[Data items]
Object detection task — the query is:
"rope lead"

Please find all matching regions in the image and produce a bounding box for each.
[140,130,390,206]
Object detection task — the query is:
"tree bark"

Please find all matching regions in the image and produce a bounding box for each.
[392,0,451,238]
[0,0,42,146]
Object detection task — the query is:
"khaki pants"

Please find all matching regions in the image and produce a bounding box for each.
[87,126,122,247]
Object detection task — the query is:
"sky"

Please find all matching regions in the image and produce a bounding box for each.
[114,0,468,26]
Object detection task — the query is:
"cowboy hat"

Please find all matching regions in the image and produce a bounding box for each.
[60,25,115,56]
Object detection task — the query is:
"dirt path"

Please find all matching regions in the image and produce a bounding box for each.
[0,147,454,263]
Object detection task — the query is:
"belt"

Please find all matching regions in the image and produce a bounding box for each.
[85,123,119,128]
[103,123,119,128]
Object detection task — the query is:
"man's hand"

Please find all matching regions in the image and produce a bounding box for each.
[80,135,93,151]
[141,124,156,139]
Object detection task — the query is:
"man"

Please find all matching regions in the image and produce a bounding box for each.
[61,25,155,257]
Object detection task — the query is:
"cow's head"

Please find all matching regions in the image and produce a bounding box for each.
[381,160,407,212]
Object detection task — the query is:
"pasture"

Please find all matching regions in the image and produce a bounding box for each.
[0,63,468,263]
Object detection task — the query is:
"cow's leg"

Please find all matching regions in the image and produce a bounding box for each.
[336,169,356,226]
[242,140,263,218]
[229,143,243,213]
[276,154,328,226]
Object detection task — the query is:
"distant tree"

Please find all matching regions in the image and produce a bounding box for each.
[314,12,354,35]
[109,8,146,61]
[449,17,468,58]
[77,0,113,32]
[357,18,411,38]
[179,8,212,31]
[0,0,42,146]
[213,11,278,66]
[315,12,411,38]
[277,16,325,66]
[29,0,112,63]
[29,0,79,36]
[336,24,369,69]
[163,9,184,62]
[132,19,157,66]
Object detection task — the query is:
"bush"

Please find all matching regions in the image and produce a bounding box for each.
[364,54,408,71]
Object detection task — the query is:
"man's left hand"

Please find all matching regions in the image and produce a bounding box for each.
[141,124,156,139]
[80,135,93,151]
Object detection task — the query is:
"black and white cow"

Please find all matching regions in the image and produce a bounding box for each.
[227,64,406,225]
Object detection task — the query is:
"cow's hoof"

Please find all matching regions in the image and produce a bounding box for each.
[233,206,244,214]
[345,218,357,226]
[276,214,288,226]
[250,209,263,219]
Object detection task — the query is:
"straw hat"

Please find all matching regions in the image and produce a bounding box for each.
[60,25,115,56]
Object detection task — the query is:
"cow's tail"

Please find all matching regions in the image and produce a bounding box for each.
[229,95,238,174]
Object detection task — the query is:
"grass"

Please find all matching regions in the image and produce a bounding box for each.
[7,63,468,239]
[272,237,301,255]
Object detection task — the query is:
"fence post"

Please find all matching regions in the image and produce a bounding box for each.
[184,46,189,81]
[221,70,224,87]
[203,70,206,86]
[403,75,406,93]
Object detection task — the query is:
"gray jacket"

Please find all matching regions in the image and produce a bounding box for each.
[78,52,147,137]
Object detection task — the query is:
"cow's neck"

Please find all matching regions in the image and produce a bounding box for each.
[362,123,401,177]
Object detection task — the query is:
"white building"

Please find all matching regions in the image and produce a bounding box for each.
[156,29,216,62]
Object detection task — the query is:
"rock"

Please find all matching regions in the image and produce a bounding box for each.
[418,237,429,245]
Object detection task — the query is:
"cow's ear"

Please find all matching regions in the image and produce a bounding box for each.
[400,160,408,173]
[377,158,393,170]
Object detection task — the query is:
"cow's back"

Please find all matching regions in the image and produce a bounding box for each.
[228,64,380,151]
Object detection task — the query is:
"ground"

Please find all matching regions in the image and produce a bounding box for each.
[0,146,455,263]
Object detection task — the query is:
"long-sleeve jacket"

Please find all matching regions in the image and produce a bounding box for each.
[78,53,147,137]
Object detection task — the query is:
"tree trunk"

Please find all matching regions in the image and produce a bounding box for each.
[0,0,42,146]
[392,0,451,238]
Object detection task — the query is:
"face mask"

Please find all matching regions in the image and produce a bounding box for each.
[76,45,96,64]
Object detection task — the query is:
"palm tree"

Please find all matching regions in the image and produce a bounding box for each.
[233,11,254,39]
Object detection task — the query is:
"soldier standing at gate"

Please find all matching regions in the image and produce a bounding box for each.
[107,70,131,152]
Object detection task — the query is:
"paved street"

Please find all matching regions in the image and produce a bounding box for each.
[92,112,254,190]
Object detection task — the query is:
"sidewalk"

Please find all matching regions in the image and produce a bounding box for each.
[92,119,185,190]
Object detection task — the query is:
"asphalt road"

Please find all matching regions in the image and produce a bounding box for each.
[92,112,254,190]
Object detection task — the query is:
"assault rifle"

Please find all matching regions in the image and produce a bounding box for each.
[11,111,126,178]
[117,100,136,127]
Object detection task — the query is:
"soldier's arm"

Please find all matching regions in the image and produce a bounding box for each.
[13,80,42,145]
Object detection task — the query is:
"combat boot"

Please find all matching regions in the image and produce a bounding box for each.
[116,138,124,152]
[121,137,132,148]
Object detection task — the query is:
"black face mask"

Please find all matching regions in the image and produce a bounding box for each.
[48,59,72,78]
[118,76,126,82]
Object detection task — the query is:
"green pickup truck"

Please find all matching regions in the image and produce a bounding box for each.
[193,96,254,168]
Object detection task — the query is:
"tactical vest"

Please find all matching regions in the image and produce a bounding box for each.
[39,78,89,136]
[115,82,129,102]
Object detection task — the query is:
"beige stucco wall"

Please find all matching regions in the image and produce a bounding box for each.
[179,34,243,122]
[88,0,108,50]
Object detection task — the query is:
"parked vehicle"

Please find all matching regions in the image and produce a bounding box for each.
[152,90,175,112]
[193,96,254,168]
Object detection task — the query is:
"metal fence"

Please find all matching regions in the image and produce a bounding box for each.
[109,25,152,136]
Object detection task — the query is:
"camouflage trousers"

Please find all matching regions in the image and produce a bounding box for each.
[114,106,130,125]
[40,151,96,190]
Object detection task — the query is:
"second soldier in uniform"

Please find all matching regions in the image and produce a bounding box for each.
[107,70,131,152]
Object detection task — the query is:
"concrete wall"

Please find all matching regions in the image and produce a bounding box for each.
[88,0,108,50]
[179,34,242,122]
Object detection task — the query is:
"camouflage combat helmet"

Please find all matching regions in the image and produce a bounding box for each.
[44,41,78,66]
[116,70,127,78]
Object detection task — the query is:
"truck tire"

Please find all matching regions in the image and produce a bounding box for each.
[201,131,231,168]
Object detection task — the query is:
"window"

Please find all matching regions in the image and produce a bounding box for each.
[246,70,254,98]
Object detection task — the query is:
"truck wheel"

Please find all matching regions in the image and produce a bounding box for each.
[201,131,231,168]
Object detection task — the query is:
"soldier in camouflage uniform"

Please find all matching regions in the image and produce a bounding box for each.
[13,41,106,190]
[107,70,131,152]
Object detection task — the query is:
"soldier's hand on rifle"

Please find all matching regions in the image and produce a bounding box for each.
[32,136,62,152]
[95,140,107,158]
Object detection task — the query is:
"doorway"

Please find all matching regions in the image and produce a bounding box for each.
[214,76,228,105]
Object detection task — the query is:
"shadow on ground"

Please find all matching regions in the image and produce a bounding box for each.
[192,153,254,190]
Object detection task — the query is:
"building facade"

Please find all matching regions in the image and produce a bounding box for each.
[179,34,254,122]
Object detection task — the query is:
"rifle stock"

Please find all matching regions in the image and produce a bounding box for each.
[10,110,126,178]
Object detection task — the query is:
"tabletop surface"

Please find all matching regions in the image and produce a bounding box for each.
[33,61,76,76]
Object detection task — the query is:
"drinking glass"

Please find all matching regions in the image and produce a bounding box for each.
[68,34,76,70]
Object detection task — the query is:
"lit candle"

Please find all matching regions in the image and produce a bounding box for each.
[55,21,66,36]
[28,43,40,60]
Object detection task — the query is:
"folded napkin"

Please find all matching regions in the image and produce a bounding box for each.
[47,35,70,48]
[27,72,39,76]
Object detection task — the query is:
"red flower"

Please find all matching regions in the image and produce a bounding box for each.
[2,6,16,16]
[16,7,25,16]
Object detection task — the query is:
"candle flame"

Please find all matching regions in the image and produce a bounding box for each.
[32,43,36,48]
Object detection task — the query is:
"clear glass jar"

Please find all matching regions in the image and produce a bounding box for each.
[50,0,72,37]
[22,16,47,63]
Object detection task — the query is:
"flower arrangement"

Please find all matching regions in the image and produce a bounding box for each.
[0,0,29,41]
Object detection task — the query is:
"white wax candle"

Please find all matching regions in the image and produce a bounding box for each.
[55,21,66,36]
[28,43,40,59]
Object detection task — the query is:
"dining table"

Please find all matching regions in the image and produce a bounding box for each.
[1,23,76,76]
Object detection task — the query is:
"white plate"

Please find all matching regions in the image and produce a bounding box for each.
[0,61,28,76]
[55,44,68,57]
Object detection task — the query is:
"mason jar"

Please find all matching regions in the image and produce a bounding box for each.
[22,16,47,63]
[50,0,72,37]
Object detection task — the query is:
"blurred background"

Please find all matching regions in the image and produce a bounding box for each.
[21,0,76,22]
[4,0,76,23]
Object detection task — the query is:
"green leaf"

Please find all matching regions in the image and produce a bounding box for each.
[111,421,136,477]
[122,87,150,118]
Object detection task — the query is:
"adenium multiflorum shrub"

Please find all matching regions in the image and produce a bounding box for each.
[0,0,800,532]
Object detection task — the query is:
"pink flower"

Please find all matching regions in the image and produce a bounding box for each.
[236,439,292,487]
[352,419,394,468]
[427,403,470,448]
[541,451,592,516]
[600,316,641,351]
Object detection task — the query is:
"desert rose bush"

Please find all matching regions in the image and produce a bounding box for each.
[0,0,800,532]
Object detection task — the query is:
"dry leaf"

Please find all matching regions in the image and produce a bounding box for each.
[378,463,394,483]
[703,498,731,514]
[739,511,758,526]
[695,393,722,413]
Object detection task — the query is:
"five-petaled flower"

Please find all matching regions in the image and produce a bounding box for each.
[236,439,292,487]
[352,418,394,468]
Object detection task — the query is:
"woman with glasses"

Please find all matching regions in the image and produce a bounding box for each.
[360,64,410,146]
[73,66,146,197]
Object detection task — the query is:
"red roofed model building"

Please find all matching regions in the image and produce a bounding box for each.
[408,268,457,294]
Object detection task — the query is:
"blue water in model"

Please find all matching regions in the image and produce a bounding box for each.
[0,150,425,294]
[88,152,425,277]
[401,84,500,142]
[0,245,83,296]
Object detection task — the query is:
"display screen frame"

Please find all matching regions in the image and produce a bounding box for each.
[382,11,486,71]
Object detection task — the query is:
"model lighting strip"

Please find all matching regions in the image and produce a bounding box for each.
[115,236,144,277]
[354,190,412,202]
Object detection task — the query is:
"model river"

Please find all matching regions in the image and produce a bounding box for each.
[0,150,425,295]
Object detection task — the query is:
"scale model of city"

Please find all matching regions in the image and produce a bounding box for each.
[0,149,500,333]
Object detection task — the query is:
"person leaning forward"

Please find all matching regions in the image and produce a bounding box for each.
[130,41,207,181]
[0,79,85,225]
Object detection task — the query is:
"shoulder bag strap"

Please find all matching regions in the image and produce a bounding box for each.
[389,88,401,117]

PROBLEM: Retype the entries above word for word, starting from their first line and ending with the line containing "[87,126,122,247]", with both of those lines included.

RESPONSE TO THE TASK:
Object detection task — the query is:
"rope lead"

Please find all matching regions in the image and produce a bounding box for each.
[140,130,390,206]
Object detection task — the query is:
"tree bark"

Please find all matching regions in the image and produce a bounding box for each.
[392,0,451,238]
[0,0,42,146]
Object detection task — the query is:
"khaki pants"

Please find all matching regions in the image and produce a bounding box for each.
[87,126,122,247]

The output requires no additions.